Your objective: Format the entries below, from the first line up to and including the line with "[141,140,155,162]", as a Markdown table with the columns Row and Line. Give each line its own row and leave out blank lines.

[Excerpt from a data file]

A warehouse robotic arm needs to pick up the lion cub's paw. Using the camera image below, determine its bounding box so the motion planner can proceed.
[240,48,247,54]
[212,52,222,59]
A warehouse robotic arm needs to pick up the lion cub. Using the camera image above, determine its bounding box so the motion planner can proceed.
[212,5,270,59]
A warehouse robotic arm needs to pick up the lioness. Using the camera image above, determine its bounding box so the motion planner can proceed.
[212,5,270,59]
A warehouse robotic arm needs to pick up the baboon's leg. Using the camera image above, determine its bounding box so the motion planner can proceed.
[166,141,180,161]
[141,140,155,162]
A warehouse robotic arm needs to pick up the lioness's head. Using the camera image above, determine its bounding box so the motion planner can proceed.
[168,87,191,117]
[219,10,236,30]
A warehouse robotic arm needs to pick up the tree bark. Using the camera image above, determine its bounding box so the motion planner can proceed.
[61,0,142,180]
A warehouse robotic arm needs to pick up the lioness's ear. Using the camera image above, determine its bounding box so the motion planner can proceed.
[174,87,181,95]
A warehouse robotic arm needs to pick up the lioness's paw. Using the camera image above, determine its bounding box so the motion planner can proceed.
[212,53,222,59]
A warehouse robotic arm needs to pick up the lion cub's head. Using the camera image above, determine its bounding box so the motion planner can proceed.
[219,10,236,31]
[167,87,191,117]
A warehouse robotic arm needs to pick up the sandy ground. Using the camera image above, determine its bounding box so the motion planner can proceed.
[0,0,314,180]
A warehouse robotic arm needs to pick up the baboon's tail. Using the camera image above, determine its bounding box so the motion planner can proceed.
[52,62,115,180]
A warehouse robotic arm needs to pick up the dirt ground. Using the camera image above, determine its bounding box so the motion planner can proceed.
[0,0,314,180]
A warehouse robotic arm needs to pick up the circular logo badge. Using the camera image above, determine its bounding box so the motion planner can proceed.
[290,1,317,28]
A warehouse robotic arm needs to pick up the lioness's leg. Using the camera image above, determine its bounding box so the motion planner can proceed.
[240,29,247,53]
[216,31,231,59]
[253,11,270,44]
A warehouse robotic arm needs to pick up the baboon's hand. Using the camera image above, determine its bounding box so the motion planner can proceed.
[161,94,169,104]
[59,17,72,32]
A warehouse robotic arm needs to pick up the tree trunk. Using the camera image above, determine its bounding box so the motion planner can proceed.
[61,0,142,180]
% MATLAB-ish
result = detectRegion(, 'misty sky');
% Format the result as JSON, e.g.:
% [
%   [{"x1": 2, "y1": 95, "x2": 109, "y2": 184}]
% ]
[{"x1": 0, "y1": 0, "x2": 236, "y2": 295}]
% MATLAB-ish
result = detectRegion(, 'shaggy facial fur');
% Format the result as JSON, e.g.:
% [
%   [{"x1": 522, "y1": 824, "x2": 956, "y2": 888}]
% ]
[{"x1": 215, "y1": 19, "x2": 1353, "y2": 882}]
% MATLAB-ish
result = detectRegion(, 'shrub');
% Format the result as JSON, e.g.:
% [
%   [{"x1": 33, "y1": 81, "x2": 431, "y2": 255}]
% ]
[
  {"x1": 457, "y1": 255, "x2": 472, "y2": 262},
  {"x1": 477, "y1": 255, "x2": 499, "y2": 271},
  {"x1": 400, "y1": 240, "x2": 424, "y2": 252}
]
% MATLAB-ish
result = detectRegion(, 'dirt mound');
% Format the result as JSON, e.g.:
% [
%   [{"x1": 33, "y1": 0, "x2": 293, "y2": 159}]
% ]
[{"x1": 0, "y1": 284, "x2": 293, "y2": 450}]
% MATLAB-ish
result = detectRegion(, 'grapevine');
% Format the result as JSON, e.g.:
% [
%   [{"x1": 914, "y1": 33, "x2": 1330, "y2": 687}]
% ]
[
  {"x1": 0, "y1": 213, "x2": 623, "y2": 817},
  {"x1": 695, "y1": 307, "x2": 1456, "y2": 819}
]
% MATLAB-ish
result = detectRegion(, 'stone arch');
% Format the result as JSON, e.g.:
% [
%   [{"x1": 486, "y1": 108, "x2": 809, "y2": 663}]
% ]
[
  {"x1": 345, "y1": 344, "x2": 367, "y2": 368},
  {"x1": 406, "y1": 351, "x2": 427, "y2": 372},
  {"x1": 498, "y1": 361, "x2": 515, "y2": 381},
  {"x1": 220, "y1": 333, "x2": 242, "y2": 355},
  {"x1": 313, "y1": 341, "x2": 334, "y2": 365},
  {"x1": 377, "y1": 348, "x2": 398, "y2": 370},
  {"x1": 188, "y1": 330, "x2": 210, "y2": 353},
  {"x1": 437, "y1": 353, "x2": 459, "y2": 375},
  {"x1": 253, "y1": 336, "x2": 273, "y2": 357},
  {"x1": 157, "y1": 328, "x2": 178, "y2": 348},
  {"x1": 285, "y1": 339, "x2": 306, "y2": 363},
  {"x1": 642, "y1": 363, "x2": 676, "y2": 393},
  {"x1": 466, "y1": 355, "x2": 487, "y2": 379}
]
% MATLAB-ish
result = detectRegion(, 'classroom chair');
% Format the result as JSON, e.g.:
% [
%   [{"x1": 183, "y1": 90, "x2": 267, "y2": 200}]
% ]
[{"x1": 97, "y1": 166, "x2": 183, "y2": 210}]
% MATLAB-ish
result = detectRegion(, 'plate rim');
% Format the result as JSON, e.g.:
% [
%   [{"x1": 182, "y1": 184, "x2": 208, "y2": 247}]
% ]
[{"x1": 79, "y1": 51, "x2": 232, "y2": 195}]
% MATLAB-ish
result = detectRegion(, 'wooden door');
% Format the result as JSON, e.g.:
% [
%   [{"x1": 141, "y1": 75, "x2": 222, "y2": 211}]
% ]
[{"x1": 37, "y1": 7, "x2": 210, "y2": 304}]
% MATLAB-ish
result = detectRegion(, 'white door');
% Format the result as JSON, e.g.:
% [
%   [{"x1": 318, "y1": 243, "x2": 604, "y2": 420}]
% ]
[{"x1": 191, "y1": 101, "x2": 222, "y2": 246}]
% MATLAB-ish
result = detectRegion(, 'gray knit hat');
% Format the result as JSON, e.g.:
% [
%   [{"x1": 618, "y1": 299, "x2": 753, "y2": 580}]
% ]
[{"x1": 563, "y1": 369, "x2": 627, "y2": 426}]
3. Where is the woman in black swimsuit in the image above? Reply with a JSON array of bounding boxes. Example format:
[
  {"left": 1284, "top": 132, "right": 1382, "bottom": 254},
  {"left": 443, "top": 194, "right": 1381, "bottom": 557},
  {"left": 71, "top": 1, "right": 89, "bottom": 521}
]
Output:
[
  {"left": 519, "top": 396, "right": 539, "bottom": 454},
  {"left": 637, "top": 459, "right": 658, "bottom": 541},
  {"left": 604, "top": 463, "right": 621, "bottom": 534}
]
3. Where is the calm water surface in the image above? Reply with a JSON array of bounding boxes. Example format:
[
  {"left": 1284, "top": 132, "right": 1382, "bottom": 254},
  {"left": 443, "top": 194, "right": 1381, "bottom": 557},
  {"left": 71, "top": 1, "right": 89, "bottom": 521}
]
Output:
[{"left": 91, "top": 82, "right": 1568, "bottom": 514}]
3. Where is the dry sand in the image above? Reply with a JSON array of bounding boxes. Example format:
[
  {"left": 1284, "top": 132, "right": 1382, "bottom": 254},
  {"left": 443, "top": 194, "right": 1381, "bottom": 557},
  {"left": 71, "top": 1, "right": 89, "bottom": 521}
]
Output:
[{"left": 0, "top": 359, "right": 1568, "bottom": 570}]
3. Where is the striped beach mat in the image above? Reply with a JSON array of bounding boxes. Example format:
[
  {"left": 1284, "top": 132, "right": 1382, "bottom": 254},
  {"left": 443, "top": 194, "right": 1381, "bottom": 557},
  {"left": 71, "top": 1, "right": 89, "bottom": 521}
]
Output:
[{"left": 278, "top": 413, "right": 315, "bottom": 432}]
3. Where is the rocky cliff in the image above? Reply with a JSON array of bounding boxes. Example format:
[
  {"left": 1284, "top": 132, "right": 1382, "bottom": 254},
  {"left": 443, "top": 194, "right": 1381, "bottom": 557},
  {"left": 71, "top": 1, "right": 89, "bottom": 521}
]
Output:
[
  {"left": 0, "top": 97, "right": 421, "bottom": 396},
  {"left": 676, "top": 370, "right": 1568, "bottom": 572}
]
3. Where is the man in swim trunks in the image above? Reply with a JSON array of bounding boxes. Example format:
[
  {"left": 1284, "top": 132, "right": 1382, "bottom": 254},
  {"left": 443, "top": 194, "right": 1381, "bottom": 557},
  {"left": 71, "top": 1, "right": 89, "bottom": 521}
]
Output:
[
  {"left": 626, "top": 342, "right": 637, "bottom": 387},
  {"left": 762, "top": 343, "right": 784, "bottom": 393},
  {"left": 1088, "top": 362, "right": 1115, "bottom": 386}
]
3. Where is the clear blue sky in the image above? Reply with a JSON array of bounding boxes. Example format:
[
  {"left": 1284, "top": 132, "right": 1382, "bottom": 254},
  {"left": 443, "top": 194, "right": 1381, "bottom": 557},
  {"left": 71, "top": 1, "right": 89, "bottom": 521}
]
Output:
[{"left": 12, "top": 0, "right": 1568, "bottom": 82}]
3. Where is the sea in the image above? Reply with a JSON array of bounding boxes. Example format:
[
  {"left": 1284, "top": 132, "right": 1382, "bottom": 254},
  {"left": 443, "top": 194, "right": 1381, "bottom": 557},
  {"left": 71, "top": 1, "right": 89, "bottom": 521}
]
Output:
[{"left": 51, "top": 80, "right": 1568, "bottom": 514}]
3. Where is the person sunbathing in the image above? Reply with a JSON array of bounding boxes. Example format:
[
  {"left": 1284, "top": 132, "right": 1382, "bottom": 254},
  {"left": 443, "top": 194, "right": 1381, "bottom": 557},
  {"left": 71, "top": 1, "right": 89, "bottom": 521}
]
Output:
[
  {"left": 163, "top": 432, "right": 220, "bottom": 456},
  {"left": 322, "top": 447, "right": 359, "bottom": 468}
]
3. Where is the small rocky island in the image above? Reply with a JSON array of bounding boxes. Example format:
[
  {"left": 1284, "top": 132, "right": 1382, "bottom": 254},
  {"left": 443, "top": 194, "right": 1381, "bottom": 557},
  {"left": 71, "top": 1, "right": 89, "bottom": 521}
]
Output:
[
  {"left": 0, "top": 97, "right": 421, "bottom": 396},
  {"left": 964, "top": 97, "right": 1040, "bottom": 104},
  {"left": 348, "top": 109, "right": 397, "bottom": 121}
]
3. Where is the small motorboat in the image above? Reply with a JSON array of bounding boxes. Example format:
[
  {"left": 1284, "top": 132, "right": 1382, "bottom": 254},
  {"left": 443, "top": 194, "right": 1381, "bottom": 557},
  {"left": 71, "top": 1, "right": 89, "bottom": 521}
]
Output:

Answer to the exercise:
| Row | Line |
|---|---|
| 1 | A warehouse robotic arm needs to pick up the lion cub's paw. Using the camera image below, determine its bounding box so the motion planner can proceed. |
| 2 | [240,48,247,54] |
| 3 | [212,52,222,59] |
| 4 | A warehouse robotic arm needs to pick up the lion cub. Using the camera image above, determine its bounding box so the motion planner can proceed. |
| 5 | [212,5,270,59] |
| 6 | A warehouse robotic arm needs to pick up the lioness. Using the camera image above, determine its bounding box so the motion planner can proceed. |
| 7 | [212,5,270,59] |
| 8 | A warehouse robotic arm needs to pick up the baboon's leg. Using the camera image above, determine its bounding box so the motion planner can proceed. |
| 9 | [166,141,180,161] |
| 10 | [141,140,155,162] |